··· EXERCISE DATA ···

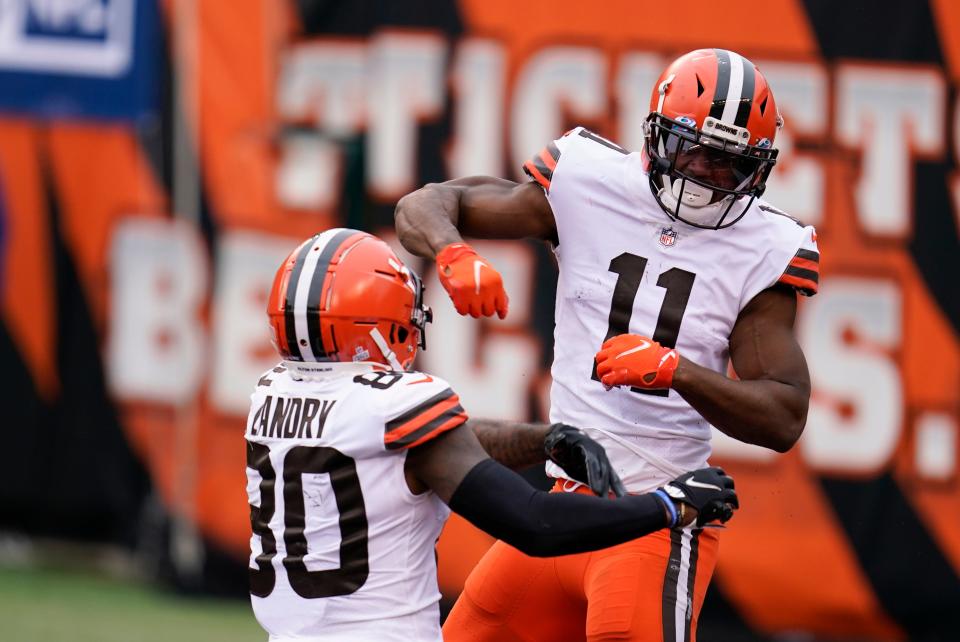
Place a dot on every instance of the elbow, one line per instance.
(787, 437)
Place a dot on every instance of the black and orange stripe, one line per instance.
(803, 272)
(425, 421)
(541, 167)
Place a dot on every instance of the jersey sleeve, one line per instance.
(803, 271)
(541, 166)
(421, 408)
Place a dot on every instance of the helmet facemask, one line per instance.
(701, 176)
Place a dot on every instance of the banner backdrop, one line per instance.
(135, 270)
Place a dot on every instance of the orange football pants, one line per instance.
(649, 589)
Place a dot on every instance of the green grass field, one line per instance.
(39, 605)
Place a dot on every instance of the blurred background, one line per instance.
(158, 158)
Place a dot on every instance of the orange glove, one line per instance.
(632, 360)
(473, 285)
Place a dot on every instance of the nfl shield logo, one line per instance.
(668, 236)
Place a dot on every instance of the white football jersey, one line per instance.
(341, 548)
(625, 266)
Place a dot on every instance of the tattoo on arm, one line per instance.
(513, 444)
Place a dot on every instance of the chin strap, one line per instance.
(388, 354)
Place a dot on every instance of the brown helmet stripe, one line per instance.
(289, 318)
(746, 94)
(315, 336)
(723, 83)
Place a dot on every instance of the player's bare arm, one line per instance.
(768, 405)
(519, 445)
(515, 445)
(455, 466)
(431, 222)
(440, 214)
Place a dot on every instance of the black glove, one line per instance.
(583, 459)
(709, 490)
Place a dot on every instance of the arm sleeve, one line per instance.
(423, 407)
(541, 524)
(541, 166)
(803, 271)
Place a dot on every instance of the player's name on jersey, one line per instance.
(291, 417)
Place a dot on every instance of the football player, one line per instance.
(671, 265)
(352, 460)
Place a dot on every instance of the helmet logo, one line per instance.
(668, 237)
(361, 354)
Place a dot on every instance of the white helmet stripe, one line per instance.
(734, 88)
(303, 292)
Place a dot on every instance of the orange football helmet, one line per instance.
(709, 137)
(343, 295)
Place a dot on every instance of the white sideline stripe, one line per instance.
(734, 89)
(303, 291)
(683, 591)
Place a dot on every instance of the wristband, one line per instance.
(662, 495)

···

**TASK TO CARRY OUT**
Repeat all of the lines above word for word, omitting the picture.

**FULL RESPONSE**
Place a dot on every instance of the elbow, one line per instance.
(787, 437)
Place a dot on every instance of the black and orange stripe, one line per instance.
(803, 272)
(425, 421)
(541, 167)
Place a dot on every instance of the jersey sleeve, one line per instance.
(803, 271)
(541, 166)
(421, 408)
Place a dot on every instance of the helmet facemask, one line per instance.
(701, 176)
Place a dot on every instance of the banner backdrop, one line per instance.
(135, 270)
Place a dot on every instance of the orange football pants, one line per instance.
(649, 589)
Place a dot on every instance of the green grass field, one line per instance.
(39, 605)
Place a dot on every instance of the blurred background, one line per instance.
(158, 158)
Place a dot on every instance of the orange glove, one line per instance.
(632, 360)
(473, 285)
Place a dot on every instance of the nfl shield logo, one line per instance.
(668, 236)
Place a dot on every instance of the white football jersey, one line per instance.
(341, 548)
(625, 266)
Place a dot on every instance of the tattoo on arm, one line per instance.
(513, 444)
Place a dot on every instance of the chin strap, one line per instance.
(388, 354)
Place a dot on every instance of the brown helmet stripe, one line per instance.
(289, 318)
(746, 94)
(315, 336)
(723, 83)
Place a dot on every instance of the player's bare arm, one line per instance.
(768, 405)
(519, 445)
(515, 445)
(455, 466)
(431, 222)
(440, 214)
Place a dot on every instance of the black glove, one line per instance.
(583, 459)
(709, 490)
Place a dot on every instance of the arm sleeve, one line per instance.
(423, 407)
(541, 524)
(541, 166)
(803, 271)
Place a dot on every instance of the player's name on jersey, one line per instance.
(291, 417)
Place a dot on every instance of the football player, one line per instance.
(671, 265)
(352, 460)
Place a dot on every instance of the helmet logo, one line per instance.
(668, 237)
(361, 354)
Place a dot on every instance of the white helmet stripe, one line per instance.
(734, 88)
(303, 292)
Place a dot on every instance of the orange football helmet, one line per instance.
(709, 137)
(343, 295)
Place a dot on every instance of the white sideline stripe, one line per instance.
(734, 89)
(303, 291)
(683, 591)
Place a dot on every instance of the wristband, one line per instance.
(662, 495)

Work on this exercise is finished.